------ INPUT RECORDS

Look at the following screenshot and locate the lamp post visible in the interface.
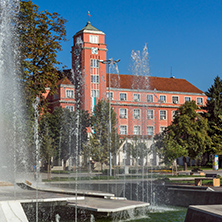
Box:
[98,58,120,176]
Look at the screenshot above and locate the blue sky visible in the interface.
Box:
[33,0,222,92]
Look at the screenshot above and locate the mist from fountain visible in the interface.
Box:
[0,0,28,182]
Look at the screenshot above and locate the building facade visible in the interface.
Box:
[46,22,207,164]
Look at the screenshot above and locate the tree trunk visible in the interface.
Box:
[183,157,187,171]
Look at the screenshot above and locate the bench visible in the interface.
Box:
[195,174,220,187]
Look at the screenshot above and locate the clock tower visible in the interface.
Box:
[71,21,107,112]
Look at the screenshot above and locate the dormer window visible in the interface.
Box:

------------
------ INPUT RECORDS

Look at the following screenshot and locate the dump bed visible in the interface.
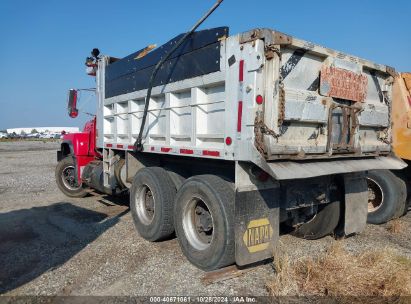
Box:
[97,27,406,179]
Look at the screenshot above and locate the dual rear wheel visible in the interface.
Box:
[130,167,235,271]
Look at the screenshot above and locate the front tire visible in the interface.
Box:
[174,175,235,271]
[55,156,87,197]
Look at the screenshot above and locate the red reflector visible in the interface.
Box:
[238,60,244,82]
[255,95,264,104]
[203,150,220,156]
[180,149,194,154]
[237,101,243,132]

------------
------ INPUT RECORDS

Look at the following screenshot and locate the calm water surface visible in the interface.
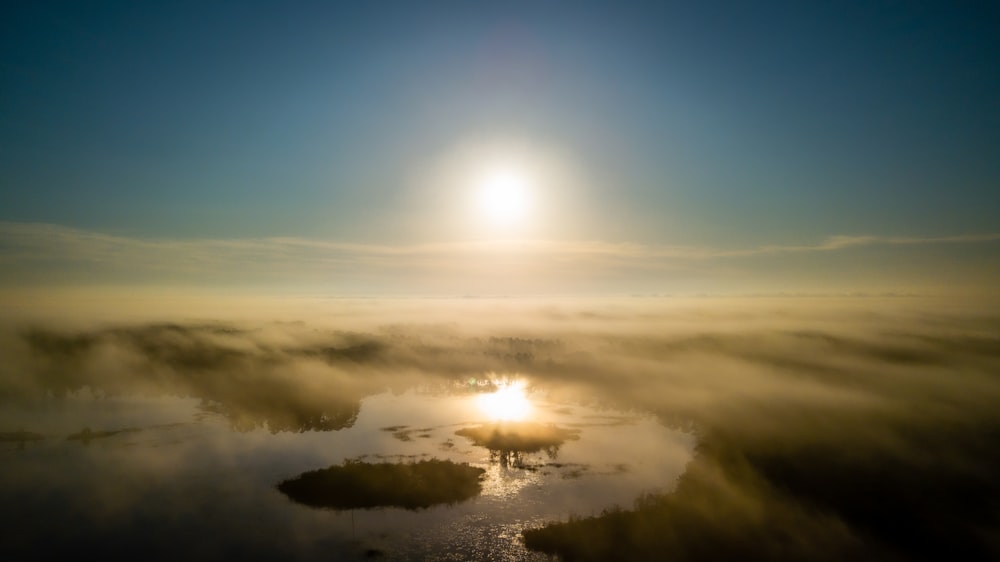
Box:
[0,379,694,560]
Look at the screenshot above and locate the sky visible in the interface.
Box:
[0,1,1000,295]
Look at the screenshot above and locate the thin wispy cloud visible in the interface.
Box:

------------

WRITTEN INSTRUCTION:
Count the lines of the material above that contain the word "following", and give only the number.

SOLUTION TO THIS TASK:
3